▶ **Coordinate annotation entries**:
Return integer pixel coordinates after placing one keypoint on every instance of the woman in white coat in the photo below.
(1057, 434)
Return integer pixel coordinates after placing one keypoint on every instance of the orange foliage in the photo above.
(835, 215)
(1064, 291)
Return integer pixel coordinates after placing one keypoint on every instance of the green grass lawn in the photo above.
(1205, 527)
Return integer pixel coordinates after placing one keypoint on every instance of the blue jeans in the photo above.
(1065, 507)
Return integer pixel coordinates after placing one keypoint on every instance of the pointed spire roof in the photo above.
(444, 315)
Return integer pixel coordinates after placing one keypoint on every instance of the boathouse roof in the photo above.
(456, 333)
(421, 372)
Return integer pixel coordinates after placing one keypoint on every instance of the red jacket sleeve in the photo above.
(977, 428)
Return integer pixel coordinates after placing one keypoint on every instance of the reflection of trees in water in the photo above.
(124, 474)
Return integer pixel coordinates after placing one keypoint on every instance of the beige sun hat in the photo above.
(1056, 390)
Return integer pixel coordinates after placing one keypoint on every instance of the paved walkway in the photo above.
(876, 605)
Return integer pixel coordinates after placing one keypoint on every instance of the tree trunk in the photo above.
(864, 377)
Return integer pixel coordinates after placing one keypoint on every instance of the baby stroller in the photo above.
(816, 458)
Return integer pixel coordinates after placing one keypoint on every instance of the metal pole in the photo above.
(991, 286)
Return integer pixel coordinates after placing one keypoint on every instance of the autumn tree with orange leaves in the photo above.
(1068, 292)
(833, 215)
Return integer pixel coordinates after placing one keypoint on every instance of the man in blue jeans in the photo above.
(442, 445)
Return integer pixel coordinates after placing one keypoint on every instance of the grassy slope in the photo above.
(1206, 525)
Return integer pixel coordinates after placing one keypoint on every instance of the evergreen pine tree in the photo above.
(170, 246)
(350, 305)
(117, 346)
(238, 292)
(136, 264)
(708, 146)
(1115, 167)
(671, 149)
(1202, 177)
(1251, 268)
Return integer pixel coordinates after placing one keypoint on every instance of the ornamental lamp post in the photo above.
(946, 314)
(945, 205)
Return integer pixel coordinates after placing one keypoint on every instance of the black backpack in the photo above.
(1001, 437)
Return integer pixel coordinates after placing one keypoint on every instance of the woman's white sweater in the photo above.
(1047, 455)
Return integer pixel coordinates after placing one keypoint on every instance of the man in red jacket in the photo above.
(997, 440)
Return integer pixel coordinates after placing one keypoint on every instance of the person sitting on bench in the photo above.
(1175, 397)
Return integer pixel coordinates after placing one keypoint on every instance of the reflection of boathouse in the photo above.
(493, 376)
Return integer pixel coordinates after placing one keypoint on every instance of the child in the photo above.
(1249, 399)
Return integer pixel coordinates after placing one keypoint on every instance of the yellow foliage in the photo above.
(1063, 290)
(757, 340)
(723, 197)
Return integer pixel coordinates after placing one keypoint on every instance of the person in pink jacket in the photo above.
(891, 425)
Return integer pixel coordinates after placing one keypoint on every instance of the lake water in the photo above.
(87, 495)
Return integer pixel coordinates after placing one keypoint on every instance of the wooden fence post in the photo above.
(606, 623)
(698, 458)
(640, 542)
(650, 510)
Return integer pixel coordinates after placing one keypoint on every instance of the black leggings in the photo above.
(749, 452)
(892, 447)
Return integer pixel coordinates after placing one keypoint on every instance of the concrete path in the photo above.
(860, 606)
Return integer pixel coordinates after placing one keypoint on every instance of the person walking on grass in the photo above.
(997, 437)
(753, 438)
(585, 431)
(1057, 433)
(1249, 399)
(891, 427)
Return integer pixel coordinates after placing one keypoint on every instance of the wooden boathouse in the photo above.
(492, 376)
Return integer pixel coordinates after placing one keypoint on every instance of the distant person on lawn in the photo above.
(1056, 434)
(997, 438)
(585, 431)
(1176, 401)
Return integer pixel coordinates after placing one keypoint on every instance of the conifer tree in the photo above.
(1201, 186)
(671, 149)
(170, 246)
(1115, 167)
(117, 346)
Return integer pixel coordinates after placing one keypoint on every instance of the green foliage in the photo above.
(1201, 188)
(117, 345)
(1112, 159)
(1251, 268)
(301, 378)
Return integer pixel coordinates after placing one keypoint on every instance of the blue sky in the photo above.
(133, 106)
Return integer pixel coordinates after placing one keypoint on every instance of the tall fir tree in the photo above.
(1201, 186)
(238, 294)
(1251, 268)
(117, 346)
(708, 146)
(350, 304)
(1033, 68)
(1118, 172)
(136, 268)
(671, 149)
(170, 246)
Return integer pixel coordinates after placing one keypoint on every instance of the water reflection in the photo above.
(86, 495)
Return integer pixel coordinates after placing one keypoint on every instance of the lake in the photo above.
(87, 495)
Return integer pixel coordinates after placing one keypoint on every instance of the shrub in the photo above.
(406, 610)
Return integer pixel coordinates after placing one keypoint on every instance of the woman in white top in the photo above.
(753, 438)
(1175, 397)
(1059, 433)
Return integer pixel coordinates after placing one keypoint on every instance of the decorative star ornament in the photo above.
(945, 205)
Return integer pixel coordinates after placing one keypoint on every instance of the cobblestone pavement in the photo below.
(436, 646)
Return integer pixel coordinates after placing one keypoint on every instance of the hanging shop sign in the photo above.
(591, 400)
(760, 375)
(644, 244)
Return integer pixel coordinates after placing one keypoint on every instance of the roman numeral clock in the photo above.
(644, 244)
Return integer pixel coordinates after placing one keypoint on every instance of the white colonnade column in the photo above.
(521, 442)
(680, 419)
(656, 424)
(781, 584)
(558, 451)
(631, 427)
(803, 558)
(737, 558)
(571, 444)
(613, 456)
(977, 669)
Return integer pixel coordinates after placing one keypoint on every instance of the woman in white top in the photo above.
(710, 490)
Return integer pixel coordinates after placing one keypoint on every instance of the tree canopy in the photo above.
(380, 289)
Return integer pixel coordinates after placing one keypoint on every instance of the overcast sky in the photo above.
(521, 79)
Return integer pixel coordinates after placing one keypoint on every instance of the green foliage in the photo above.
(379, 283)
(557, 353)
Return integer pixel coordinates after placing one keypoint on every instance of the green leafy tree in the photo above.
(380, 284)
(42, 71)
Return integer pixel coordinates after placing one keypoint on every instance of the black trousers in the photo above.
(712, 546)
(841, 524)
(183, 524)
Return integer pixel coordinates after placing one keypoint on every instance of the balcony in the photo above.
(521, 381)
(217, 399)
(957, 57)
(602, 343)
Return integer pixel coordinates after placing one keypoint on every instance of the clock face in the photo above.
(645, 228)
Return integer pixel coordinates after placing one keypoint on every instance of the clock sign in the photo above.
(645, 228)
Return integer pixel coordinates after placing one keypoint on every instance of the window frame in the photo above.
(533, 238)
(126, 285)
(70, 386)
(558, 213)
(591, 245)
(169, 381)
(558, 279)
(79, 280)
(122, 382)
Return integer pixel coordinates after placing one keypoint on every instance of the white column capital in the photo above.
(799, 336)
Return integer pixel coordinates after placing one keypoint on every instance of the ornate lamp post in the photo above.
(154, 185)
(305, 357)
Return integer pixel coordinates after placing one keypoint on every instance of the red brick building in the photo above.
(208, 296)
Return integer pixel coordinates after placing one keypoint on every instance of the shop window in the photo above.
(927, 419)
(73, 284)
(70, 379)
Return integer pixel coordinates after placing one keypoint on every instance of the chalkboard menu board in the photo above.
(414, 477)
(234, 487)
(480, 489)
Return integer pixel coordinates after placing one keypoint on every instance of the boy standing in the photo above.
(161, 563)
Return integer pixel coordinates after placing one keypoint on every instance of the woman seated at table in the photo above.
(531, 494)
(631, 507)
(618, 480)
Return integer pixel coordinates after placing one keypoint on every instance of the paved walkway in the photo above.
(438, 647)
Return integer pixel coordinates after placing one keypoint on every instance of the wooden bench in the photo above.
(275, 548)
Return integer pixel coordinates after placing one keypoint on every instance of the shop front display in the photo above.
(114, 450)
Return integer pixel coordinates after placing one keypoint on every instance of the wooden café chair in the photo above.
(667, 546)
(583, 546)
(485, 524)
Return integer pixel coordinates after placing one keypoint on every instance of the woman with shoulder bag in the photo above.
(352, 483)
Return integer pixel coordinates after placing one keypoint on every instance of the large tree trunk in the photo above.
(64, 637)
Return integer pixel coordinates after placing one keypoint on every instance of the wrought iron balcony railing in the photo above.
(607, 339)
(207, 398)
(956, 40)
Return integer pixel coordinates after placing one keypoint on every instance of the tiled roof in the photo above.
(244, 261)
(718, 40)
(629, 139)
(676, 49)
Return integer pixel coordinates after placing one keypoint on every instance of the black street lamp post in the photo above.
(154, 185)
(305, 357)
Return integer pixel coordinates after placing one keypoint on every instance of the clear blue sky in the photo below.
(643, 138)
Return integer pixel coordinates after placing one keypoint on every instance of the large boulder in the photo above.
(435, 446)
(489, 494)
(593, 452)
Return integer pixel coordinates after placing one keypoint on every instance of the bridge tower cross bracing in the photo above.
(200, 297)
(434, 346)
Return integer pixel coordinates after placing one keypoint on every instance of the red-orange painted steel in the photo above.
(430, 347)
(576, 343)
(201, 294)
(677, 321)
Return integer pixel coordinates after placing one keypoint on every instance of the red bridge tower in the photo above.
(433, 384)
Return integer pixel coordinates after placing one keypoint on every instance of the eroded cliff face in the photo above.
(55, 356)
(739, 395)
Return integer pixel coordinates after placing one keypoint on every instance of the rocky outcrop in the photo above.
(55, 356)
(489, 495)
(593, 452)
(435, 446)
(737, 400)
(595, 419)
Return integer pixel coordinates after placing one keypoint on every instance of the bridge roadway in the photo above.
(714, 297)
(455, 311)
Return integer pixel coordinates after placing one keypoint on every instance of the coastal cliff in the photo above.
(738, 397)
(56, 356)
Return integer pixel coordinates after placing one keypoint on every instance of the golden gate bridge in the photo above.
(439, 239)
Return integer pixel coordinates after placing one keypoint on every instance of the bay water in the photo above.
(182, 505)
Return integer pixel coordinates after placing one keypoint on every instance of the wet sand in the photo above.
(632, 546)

▶ **Stated exercise**: Copy out the lines starting at the one that contains "slope in the photo above." and ending at the one that contains "(1206, 525)", with every character unchanged.

▶ **Answer for this exercise**:
Return integer pixel coordinates after placing one keypoint on every instance of the grassy slope in the photo above.
(1206, 525)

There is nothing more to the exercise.